▶ _Exercise goal_: Exact repetition is required: output every record in full.

━━━ Supplied records

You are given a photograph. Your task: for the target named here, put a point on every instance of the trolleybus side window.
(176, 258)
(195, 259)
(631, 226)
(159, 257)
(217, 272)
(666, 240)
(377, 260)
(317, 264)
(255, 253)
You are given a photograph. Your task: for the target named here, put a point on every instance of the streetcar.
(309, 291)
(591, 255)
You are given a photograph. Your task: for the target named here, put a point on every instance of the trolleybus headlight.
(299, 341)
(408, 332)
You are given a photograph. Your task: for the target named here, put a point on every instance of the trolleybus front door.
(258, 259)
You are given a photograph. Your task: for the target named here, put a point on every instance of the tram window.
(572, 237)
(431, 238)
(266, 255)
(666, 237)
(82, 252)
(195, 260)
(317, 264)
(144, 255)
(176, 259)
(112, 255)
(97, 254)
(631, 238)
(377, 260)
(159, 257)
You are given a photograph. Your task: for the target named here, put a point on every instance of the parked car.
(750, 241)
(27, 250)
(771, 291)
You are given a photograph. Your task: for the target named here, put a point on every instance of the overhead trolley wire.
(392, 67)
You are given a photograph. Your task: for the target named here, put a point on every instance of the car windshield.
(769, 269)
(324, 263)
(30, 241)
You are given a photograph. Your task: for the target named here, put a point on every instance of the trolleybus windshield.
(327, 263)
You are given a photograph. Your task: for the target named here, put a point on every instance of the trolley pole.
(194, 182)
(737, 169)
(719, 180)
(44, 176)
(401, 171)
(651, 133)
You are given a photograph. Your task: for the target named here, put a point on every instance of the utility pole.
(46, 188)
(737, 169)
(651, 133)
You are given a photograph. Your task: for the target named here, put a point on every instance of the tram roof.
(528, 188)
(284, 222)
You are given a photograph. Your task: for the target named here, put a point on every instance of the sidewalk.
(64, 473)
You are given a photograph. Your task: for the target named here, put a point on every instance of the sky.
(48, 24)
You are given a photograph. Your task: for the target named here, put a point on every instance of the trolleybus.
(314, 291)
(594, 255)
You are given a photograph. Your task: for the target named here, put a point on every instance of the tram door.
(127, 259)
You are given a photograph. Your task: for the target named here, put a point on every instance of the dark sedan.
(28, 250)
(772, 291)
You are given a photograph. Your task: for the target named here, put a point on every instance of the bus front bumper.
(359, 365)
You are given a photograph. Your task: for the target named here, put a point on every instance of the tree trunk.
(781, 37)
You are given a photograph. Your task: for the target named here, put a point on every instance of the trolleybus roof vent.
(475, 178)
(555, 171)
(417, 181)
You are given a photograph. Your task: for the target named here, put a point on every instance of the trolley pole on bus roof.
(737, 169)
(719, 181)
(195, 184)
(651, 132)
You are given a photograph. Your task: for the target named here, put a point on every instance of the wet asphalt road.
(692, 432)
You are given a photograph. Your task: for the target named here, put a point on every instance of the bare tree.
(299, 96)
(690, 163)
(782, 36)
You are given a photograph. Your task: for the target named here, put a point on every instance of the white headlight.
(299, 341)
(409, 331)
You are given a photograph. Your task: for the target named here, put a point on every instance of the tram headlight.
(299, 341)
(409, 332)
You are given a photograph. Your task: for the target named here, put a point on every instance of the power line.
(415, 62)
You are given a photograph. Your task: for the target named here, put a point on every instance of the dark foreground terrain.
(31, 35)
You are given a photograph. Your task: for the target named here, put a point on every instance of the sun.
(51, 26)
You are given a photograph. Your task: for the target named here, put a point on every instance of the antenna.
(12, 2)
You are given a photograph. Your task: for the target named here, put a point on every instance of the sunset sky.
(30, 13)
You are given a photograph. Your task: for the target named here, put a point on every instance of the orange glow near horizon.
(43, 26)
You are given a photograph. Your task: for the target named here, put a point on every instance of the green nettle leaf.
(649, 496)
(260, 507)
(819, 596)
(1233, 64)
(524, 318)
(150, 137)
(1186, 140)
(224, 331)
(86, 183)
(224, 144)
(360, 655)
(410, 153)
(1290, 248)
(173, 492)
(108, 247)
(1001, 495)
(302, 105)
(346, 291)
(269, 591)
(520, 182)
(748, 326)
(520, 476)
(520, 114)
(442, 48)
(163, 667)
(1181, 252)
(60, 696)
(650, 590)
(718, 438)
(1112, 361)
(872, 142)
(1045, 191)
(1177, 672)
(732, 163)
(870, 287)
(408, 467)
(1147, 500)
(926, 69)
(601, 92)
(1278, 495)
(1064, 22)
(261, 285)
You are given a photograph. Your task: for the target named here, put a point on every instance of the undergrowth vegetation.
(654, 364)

━━━━━━

▶ _Worked solution_:
You are given a photograph. Your task: for the target named here, put a point on every instance of the trolleybus side window.
(176, 258)
(195, 259)
(631, 226)
(159, 257)
(217, 272)
(666, 240)
(377, 260)
(317, 264)
(255, 253)
You are given a photograph. Your task: for the target named here, put a point on every instance of the streetcar.
(309, 291)
(591, 255)
You are given a photograph. Your task: for the target named here, put a point on every instance of the trolleybus headlight.
(299, 341)
(408, 332)
You are given a photograph. Your task: for the target named here, put a point on every instance of the trolleybus front door.
(258, 259)
You are given a photograph. Your task: for the target named here, put a point on every instance of the tram window.
(572, 237)
(431, 238)
(266, 255)
(666, 237)
(82, 252)
(195, 260)
(317, 264)
(144, 255)
(176, 259)
(112, 255)
(97, 254)
(631, 238)
(377, 260)
(159, 257)
You are given a photograph. Your task: for the target named here, put a point on every instance of the parked car.
(750, 241)
(27, 250)
(771, 291)
You are given a photograph. Your task: for the target named here, put a point on every instance of the overhead trolley wire.
(392, 67)
You are given a photograph. Your task: for the target named here, put a point on every instance of the car windshield.
(769, 269)
(324, 263)
(30, 241)
You are given a photograph. Your task: for the target named here, put a point on every instance of the trolleybus windshield.
(327, 263)
You are given a photograph. Your task: for the target named here, put a point on every instance of the trolley pole.
(194, 182)
(737, 169)
(719, 180)
(44, 176)
(401, 171)
(651, 133)
You are given a photograph. Your task: for the target named here, put a point on every instance of the utility pole.
(46, 188)
(737, 169)
(651, 133)
You are given a photograph. Your task: for the target named here, put a point on every instance of the tram roof.
(528, 188)
(284, 222)
You are given a photograph. Your task: for the target named here, put a point on every instance of the sidewalk.
(64, 473)
You are given a photograph. Your task: for the target named here, put a point on every instance of the sky.
(48, 24)
You are given a photograph. Your task: for the target named here, put a point on every instance of the trolleybus.
(314, 291)
(594, 255)
You are given a photograph. Your task: for the target named here, put a point on every instance of the tram door.
(127, 259)
You are given a photograph. Your task: for the target named here, put a point on every instance of the dark sedan.
(28, 250)
(772, 291)
You are given a photograph. Your task: for the target named here, put a point on every instance of the bus front bumper.
(359, 365)
You are given a photograph. Your task: for the target named here, put a point on every instance of the tree trunk.
(781, 37)
You are given a photograph. Your task: for the target named here, put a point on every instance of the trolleybus roof vent.
(475, 178)
(555, 171)
(417, 181)
You are given a photograph. Your task: for the target named here, put a point on every instance of the trolley pole on bus roof.
(737, 169)
(719, 181)
(195, 184)
(651, 132)
You are given a photograph. Your task: for the target named here, put a point on every instance of the wet asphalt road.
(692, 432)
You are given a photograph. Your task: for the target named here, put a point on every instance of the bare tree.
(299, 96)
(690, 163)
(782, 36)
You are given a photograph. Your task: for the target named here, put a point on every instance of the white headlight.
(299, 341)
(409, 331)
You are given a photograph. Your task: for the target named here, put a point on every instance of the tram headlight.
(299, 341)
(409, 332)
You are given a photograph. Your task: for the target named here, put a point on every instance of the power line.
(415, 62)
You are given a photograph. Your task: for the target named here, put a point on every instance of the dark foreground terrain.
(31, 35)
You are given a photograph. Your task: for the target named here, put a point on every instance of the sun.
(51, 26)
You are given a photograph. Your task: for the target named here, put a point on every instance of the antenna.
(12, 2)
You are given a photograph. Your task: for the target named here, put a point on every instance of the sunset sky.
(30, 13)
You are given a photograph. Your task: for the target named here, put a point on every instance of the orange glow near horizon.
(43, 26)
You are given a photograph. Your task: for the target named here, put a point on every instance of the green nettle leaf.
(649, 496)
(260, 507)
(819, 596)
(1233, 64)
(524, 318)
(150, 137)
(1186, 140)
(224, 331)
(86, 183)
(224, 144)
(360, 655)
(410, 153)
(1290, 248)
(173, 492)
(108, 247)
(1001, 495)
(302, 105)
(346, 291)
(269, 591)
(520, 182)
(748, 326)
(520, 476)
(520, 114)
(442, 48)
(163, 667)
(1181, 252)
(60, 696)
(650, 590)
(718, 438)
(1112, 361)
(872, 142)
(1045, 191)
(1177, 672)
(732, 163)
(870, 287)
(408, 467)
(1147, 500)
(926, 69)
(601, 92)
(1278, 495)
(1064, 22)
(261, 285)
You are given a photograph. Your task: for the target named here, put a point on every instance of the undergrowth vegetation.
(654, 364)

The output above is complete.